▶ [Task statement]
Please format every line of the entries below as a JSON list of strings, one string per line, skipping blank lines. Leave the pictures out.

[Dataset extracts labeled with boxes]
****************************************

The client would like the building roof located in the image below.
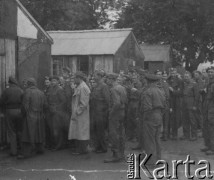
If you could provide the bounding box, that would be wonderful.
[16,0,53,43]
[140,44,170,62]
[48,28,133,55]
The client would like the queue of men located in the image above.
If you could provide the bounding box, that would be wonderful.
[0,68,214,167]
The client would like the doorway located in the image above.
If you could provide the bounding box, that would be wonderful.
[77,56,89,75]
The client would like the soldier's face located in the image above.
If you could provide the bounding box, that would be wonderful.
[45,80,51,87]
[51,79,59,86]
[163,74,168,80]
[156,72,162,78]
[184,74,190,82]
[208,69,214,79]
[171,71,177,77]
[74,77,81,85]
[194,72,200,79]
[94,73,101,81]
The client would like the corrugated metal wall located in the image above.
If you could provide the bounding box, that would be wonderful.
[0,39,16,145]
[0,39,16,94]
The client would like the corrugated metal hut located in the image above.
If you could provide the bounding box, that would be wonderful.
[141,44,171,72]
[48,29,144,75]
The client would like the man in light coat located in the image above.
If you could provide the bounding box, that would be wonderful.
[68,72,91,155]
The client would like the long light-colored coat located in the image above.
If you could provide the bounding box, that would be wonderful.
[68,82,90,140]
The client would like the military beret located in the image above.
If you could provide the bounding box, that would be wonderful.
[94,70,105,77]
[8,76,18,84]
[27,78,36,86]
[50,76,59,81]
[62,67,71,73]
[75,71,86,79]
[146,74,160,81]
[107,73,118,79]
[169,68,177,72]
[206,66,214,72]
[154,69,162,74]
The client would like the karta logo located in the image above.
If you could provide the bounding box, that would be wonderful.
[127,154,213,180]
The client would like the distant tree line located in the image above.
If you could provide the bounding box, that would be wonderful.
[21,0,214,71]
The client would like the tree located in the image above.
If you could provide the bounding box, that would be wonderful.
[116,0,214,71]
[21,0,122,30]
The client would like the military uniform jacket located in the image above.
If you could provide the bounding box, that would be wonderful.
[183,80,199,109]
[110,83,127,114]
[93,81,110,111]
[205,79,214,123]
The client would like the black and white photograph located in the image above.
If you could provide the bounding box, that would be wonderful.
[0,0,214,180]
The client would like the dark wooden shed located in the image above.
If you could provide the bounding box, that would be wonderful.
[0,0,53,94]
[0,0,53,145]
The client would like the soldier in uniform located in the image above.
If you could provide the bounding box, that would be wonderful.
[92,71,110,153]
[62,67,73,116]
[104,74,127,163]
[155,70,170,141]
[47,76,69,150]
[181,72,199,141]
[0,77,23,156]
[193,71,205,130]
[202,67,214,155]
[142,74,166,167]
[168,68,183,140]
[18,78,47,159]
[126,81,142,140]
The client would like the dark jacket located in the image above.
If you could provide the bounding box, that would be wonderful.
[0,84,23,109]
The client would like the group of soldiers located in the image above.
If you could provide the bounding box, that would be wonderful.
[0,67,214,166]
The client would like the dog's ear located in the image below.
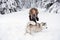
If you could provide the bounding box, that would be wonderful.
[42,23,46,26]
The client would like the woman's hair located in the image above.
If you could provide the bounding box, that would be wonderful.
[29,8,38,15]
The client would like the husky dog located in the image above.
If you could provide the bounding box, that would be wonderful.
[25,22,47,34]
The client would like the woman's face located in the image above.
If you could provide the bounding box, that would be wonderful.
[32,10,36,14]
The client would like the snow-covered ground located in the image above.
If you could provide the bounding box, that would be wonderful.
[0,9,60,40]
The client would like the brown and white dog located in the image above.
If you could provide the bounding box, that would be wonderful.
[25,21,47,34]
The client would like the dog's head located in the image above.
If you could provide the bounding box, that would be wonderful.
[40,22,47,27]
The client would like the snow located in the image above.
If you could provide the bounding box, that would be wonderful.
[0,8,60,40]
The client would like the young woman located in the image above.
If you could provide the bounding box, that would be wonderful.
[29,8,39,23]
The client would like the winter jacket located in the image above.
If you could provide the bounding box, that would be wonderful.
[29,15,39,23]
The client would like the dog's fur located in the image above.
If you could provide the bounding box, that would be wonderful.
[25,22,46,34]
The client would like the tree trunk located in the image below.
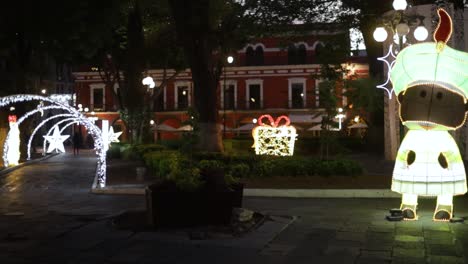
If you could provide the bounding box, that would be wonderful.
[169,0,223,152]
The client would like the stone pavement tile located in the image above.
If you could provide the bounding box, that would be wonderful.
[108,242,155,263]
[393,247,426,258]
[428,255,465,264]
[355,257,392,264]
[362,232,394,251]
[395,226,423,236]
[283,254,358,264]
[366,231,395,242]
[260,243,296,256]
[359,249,392,261]
[391,256,427,264]
[424,222,450,232]
[426,244,462,257]
[337,223,369,232]
[393,241,425,250]
[362,240,393,251]
[367,225,395,233]
[324,239,361,256]
[424,233,456,245]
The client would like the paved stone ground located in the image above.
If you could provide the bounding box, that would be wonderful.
[0,152,468,264]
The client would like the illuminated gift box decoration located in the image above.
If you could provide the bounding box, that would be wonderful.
[6,115,21,166]
[391,9,468,221]
[252,115,297,156]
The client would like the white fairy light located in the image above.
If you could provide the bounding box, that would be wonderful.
[43,125,70,153]
[252,115,297,156]
[376,45,396,99]
[3,115,21,167]
[42,117,80,155]
[102,120,122,151]
[108,126,122,145]
[27,114,76,160]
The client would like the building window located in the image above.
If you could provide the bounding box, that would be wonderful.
[90,84,106,111]
[175,82,191,110]
[246,80,263,109]
[245,44,264,66]
[288,43,307,65]
[296,44,307,64]
[288,44,297,65]
[255,46,264,66]
[245,46,255,66]
[220,80,237,110]
[288,78,306,108]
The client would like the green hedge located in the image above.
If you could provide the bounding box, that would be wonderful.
[144,151,363,178]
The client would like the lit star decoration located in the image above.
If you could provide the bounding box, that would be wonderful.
[0,94,106,189]
[44,126,70,153]
[252,115,297,156]
[4,115,21,166]
[109,127,122,145]
[376,44,396,99]
[42,117,80,156]
[102,120,122,151]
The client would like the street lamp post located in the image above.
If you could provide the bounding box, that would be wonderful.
[373,0,428,160]
[223,56,234,138]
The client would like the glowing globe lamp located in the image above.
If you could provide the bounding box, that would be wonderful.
[374,27,388,42]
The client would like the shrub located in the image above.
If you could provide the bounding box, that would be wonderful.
[229,163,250,178]
[143,151,177,177]
[120,146,142,160]
[198,160,224,171]
[167,153,203,191]
[134,144,167,156]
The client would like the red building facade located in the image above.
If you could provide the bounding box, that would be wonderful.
[74,32,368,139]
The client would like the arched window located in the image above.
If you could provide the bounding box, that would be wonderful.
[288,44,297,65]
[254,46,263,66]
[296,44,307,64]
[245,46,255,66]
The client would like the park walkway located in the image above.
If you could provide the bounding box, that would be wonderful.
[0,151,468,264]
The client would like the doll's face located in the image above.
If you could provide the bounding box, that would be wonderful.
[398,84,467,130]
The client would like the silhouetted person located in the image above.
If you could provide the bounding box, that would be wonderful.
[73,132,83,155]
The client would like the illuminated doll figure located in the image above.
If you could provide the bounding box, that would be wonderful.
[391,9,468,221]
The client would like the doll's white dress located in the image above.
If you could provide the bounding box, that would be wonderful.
[392,130,467,196]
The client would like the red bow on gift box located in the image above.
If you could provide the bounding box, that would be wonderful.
[258,115,291,127]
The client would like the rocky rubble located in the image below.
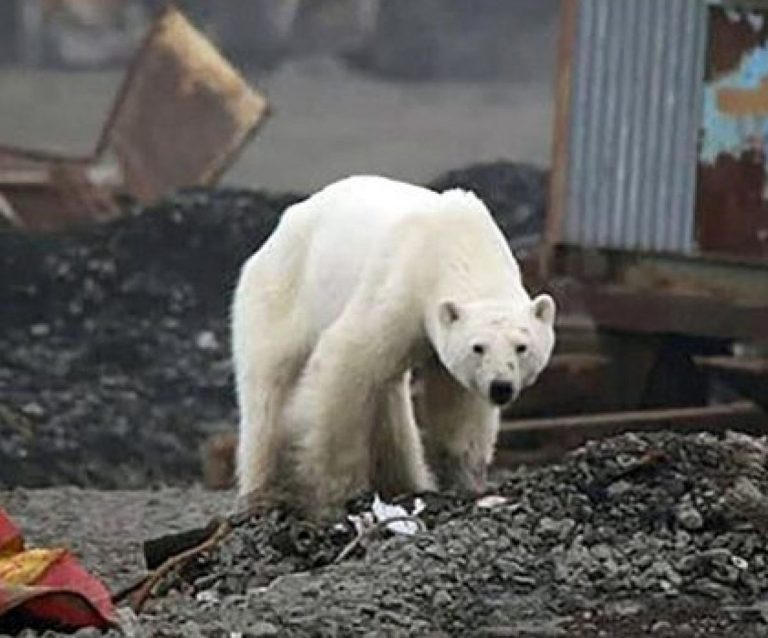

****************************************

▶ [Completed exercise]
[
  "The client would like the building roof located in the image below.",
  "If you could provide the bounding box, that would be wonderful.",
  "[16,0,53,43]",
  "[140,44,170,62]",
  "[48,28,133,55]",
  "The client would like the queue of men located in the image above.",
  "If you could provide the bounding box, that would be wonderful.",
  "[0,68,214,167]",
  "The client would like the doorway located in the image above.",
  "If you could provide the bounding box, that would be wonderful.",
  "[77,56,89,75]",
  "The client would like the soldier's face located in the image above.",
  "If you could provide the bounding box, that would be wonderful.",
  "[45,80,51,87]",
  "[51,79,59,86]",
  "[163,74,168,80]",
  "[156,72,162,78]",
  "[184,74,190,82]",
  "[208,69,214,79]",
  "[171,71,177,77]",
  "[74,77,81,85]",
  "[194,72,200,79]",
  "[94,73,101,81]",
  "The client would like the corrugated metal wall located in the image above.",
  "If you could provide the bounding box, that would be wonderful.",
  "[0,39,16,145]",
  "[0,39,16,94]",
  "The client would like the corrugated metal hut located in the image above.",
  "If you could provide the bounding box, that would be wonderful.",
  "[141,44,171,72]",
  "[48,29,144,75]",
  "The client would like the man in light coat located in the image above.",
  "If you could provide the bounding box, that would be wonderful.",
  "[68,72,91,155]",
  "The client would like the long light-colored coat located in the image above.",
  "If you could provide the bounding box, that would be wonderful.",
  "[68,82,90,140]",
  "The client would like the military beret located in the image above.",
  "If you could provide the bounding box, that would be wonderful.",
  "[94,70,105,77]",
  "[8,76,18,84]",
  "[27,78,36,86]",
  "[50,76,59,81]",
  "[62,67,71,73]",
  "[75,71,86,79]",
  "[146,74,160,81]",
  "[107,73,118,79]",
  "[169,68,177,72]",
  "[206,66,214,72]",
  "[154,69,162,74]",
  "The client would like the karta logo located in the image above.",
  "If you could provide the bounding box, that would be wonderful.",
  "[127,154,213,180]",
  "The client would like the distant tree line located in the image above.",
  "If you could provide the bounding box, that would be wonderful.",
  "[21,0,214,71]",
  "The client would like the tree located in the image above.",
  "If you could provide the bounding box, that would be wonderful.",
  "[116,0,214,71]",
  "[21,0,122,30]",
  "The client would like the military uniform jacket located in the image above.",
  "If you could provide the bounding box, that would be wonderful.",
  "[183,80,199,109]",
  "[110,83,127,114]",
  "[93,81,110,111]",
  "[205,79,214,123]",
  "The client would like the black and white photograph located in the image above.",
  "If you could provide the bounding box, that would be wonderful.",
  "[0,0,214,180]",
  "The client would like the dark wooden shed located in the image above.",
  "If you could provide the bounding box, that would be wonderful.",
  "[0,0,53,94]",
  "[0,0,53,145]",
  "The client would like the soldier in uniform located in the image above.",
  "If you could provide the bounding box, that would be wonderful.",
  "[92,71,110,153]",
  "[62,67,73,116]",
  "[104,74,127,163]",
  "[155,70,170,141]",
  "[47,76,69,150]",
  "[181,72,199,141]",
  "[0,77,23,156]",
  "[193,71,205,130]",
  "[202,67,214,155]",
  "[142,74,166,167]",
  "[168,68,183,140]",
  "[18,78,47,159]",
  "[126,81,142,140]",
  "The client would like the dark jacket located in the image above.",
  "If you could provide the bounding box, that would be wonderful.",
  "[0,84,23,109]",
  "The client would like the group of soldiers located in the image above.",
  "If you could provide the bounding box, that would be wonderful.",
  "[0,67,214,166]",
  "The client would like the dog's ear located in the image below.",
  "If you could provide the bounding box, that would be wonderful.",
  "[42,23,46,26]",
  "The client would like the woman's hair located in the image above.",
  "If you could provide the bounding box, that would be wonderful.",
  "[29,8,38,15]",
  "The client would like the husky dog located in the image above.",
  "If you could provide the bounding box, that would be wonderful.",
  "[25,22,47,34]",
  "The client would like the woman's face located in the image above.",
  "If you could provide the bounding box, that would be wonderful.",
  "[32,10,36,14]",
  "The client would like the snow-covered ground located in the image above.",
  "If you could provide the bounding box, that would be wonderful.",
  "[0,9,60,40]",
  "The client would like the brown and white dog located in the image above.",
  "If you could provide the bounding box, that would be wonderful.",
  "[25,21,47,34]",
  "The client would like the dog's head located in the image above.",
  "If you could provide the bounding box, that would be wonderful.",
  "[40,22,47,27]",
  "The client would like the snow located in the image above.",
  "If you could provide the bounding box, that would be wonderful.",
  "[0,8,60,40]",
  "The client would like the young woman located in the image above.",
  "If you could provide the bounding box, that would be wonderful.",
  "[29,8,39,23]",
  "The client would like the winter jacket located in the image above.",
  "If you could provide the bounding box, that would be wonderful.",
  "[29,15,39,23]",
  "The client would like the dog's fur located in the image above.",
  "If you could provide the bounding box, that would be wonderful.",
  "[25,22,46,34]",
  "The client would like the tree trunk located in the image below.",
  "If you could provide the bounding box, that would be wonderful.",
  "[169,0,223,152]",
  "The client would like the stone pavement tile located in the image above.",
  "If you could provide the bounding box, that would be wonderful.",
  "[108,242,155,263]",
  "[393,247,426,258]",
  "[428,255,465,264]",
  "[355,257,392,264]",
  "[362,232,394,251]",
  "[395,226,423,236]",
  "[283,254,358,264]",
  "[366,231,395,242]",
  "[260,243,296,256]",
  "[359,249,392,261]",
  "[391,256,427,264]",
  "[424,222,450,232]",
  "[426,244,462,257]",
  "[337,223,369,232]",
  "[393,241,425,250]",
  "[362,240,393,251]",
  "[367,225,395,233]",
  "[324,239,361,256]",
  "[424,233,456,245]",
  "The client would like the paved stone ground located in the image above.",
  "If you could provide the bounding box, that would be wonderful.",
  "[0,152,468,264]",
  "The client would like the illuminated gift box decoration located in the image above.",
  "If you could provide the bounding box, that would be wonderful.",
  "[6,115,21,166]",
  "[391,9,468,221]",
  "[252,115,297,156]",
  "The client would like the white fairy light located in the image above.",
  "If you could provide the bounding box, that would be wonderful.",
  "[43,125,70,153]",
  "[252,115,297,156]",
  "[376,45,396,99]",
  "[3,115,21,167]",
  "[42,117,80,155]",
  "[102,120,122,151]",
  "[108,126,122,145]",
  "[27,114,76,160]",
  "The client would like the building window located in the image above.",
  "If you could provide the bounding box, that would be wonderful.",
  "[90,84,106,111]",
  "[175,82,191,110]",
  "[246,80,263,109]",
  "[245,44,264,66]",
  "[288,43,307,65]",
  "[296,44,307,64]",
  "[288,44,297,65]",
  "[255,46,264,66]",
  "[245,46,255,66]",
  "[220,80,237,110]",
  "[288,78,306,108]",
  "The client would like the green hedge located in the image above.",
  "If you could provide the bounding box, that would be wonderful.",
  "[144,151,363,178]",
  "The client would like the lit star decoration located in the image above.",
  "If you could provide the bounding box, that would be wonderful.",
  "[0,94,106,189]",
  "[44,126,70,153]",
  "[252,115,297,156]",
  "[4,115,21,166]",
  "[109,127,122,145]",
  "[376,44,396,99]",
  "[42,117,80,156]",
  "[102,120,122,151]",
  "The client would like the street lamp post located in the image above.",
  "If you could provide the bounding box, that would be wonderful.",
  "[373,0,428,160]",
  "[223,56,234,138]",
  "The client would like the glowing globe lamp located in the image above.",
  "If you could provide the bounding box, that would be wonderful.",
  "[374,27,388,42]",
  "The client would like the shrub located in the image above.",
  "If you could provide the bounding box, that would be wonderful.",
  "[229,163,250,178]",
  "[143,151,177,177]",
  "[120,146,142,160]",
  "[198,160,224,171]",
  "[167,153,203,191]",
  "[134,144,167,156]",
  "The client would like the red building facade located in the image above.",
  "If you could provide the bounding box, that would be wonderful.",
  "[74,32,368,139]",
  "The client would like the arched window located in the image above.",
  "If you could provide the bounding box, that would be wonderful.",
  "[288,44,297,65]",
  "[254,46,263,66]",
  "[296,44,307,64]",
  "[245,46,255,66]",
  "The client would like the park walkway located in the image above.",
  "If you could provide the bounding box, that would be wonderful.",
  "[0,151,468,264]",
  "The client would like the doll's face located in the image above.",
  "If you could provide the bounding box, that would be wonderful.",
  "[398,84,467,130]",
  "The client would like the silhouetted person located in the image above.",
  "If you could provide the bounding box, that would be wonderful.",
  "[73,132,83,155]",
  "The client would like the illuminated doll figure located in the image above.",
  "If you could provide the bounding box, that would be wonderful.",
  "[391,9,468,221]",
  "The client would like the doll's white dress located in the image above.",
  "If you could provide the bounding box, that would be wonderful.",
  "[392,130,467,196]",
  "The client would like the red bow on gift box located in the image above.",
  "If you could provide the bounding box, that would be wonderful.",
  "[258,115,291,127]",
  "The client would like the rocky rubble located in the image below."
]